Reproduce the entries that follow verbatim, down to the final line.

Data section below:

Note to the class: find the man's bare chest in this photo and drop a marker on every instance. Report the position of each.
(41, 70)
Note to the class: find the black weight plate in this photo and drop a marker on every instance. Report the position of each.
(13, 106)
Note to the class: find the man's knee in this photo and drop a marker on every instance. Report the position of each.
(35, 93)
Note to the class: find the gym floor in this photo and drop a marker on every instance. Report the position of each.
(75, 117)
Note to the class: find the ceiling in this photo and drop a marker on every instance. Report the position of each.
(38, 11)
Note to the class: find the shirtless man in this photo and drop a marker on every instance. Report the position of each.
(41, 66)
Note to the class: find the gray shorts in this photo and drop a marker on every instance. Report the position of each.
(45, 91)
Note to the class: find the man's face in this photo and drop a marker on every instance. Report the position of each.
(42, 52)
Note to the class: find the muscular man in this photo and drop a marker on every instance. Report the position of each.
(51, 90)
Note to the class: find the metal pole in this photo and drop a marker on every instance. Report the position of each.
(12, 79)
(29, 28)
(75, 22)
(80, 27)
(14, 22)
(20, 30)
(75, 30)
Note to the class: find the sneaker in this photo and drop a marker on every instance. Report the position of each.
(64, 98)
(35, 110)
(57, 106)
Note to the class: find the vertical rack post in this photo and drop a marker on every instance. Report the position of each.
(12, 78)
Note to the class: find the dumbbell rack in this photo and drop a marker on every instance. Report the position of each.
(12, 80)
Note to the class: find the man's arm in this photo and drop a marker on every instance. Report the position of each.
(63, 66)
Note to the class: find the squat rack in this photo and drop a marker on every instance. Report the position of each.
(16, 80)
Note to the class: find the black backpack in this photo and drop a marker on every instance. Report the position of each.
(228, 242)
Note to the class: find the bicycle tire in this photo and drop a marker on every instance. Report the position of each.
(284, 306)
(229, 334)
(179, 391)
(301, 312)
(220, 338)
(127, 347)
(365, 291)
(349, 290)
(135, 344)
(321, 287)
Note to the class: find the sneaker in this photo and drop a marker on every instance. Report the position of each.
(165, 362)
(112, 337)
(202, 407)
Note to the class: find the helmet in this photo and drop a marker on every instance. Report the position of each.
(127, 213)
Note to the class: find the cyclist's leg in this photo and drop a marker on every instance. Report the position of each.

End of Data section.

Expected answer:
Note to the class: find the man's bare chest in this photo and drop a marker on every instance. Report the position of each.
(41, 70)
Note to the class: find the black weight plate in this photo and drop a marker on every instance. Report the position of each.
(13, 106)
Note to the class: find the man's knee in this photo and drop a marker on every instance. Report the position of each.
(35, 93)
Note to the class: find the gym floor in this photo and drop a marker on every instance. Report the position of each.
(75, 117)
Note to the class: find the ceiling in this photo and drop a marker on every instance. Report the position of each.
(38, 11)
Note to the class: find the shirtless man in this photo and drop a marker on every instance. Report the position of each.
(41, 66)
Note to the class: find the gray shorts in this photo and drop a marker on every instance. Report the position of each.
(45, 91)
Note to the class: find the man's face in this photo and drop a marker on every instance. Report the position of each.
(42, 52)
Note to the class: find the muscular man in this photo and drop a marker on every instance. Report the position of each.
(51, 90)
Note to the class: find the metal pole in this photo and drop a marker on every instance. Report the position of each.
(12, 79)
(29, 28)
(75, 22)
(80, 27)
(14, 22)
(20, 30)
(75, 30)
Note to the class: find the sneaker in this photo and drop a marker on every instance. Report the position of each.
(64, 98)
(35, 110)
(57, 106)
Note to the class: find the vertical rack post in this photo and drop a marker on every instance. Report the position of each.
(12, 78)
Note to the class: find the dumbbell rack in this photo and drop a marker on every instance. Report the position of each.
(12, 80)
Note to the class: find the man's arm in this photo and drop a marker on every instance. Report the position of each.
(63, 66)
Note to the class: find the squat rack in this photo and drop a marker on every instance. Report the position of each.
(16, 80)
Note to the class: find the black backpack in this photo and drop a marker on every instance. Report the position of each.
(228, 242)
Note to the class: find the bicycle tire in this photo and drop a marker on every instance. Report the position of each.
(284, 306)
(229, 334)
(179, 391)
(301, 312)
(220, 338)
(127, 347)
(365, 291)
(349, 290)
(135, 344)
(321, 287)
Note to the class: find the sneaker in this photo and drop a marker on every instance. Report the position of each.
(165, 362)
(112, 337)
(202, 407)
Note to the class: find the helmet in this photo and drop a marker on every instance. Report the position of each.
(127, 213)
Note to the class: find the cyclist's leg in this photo and drop a marker on every instance. Report the position of each.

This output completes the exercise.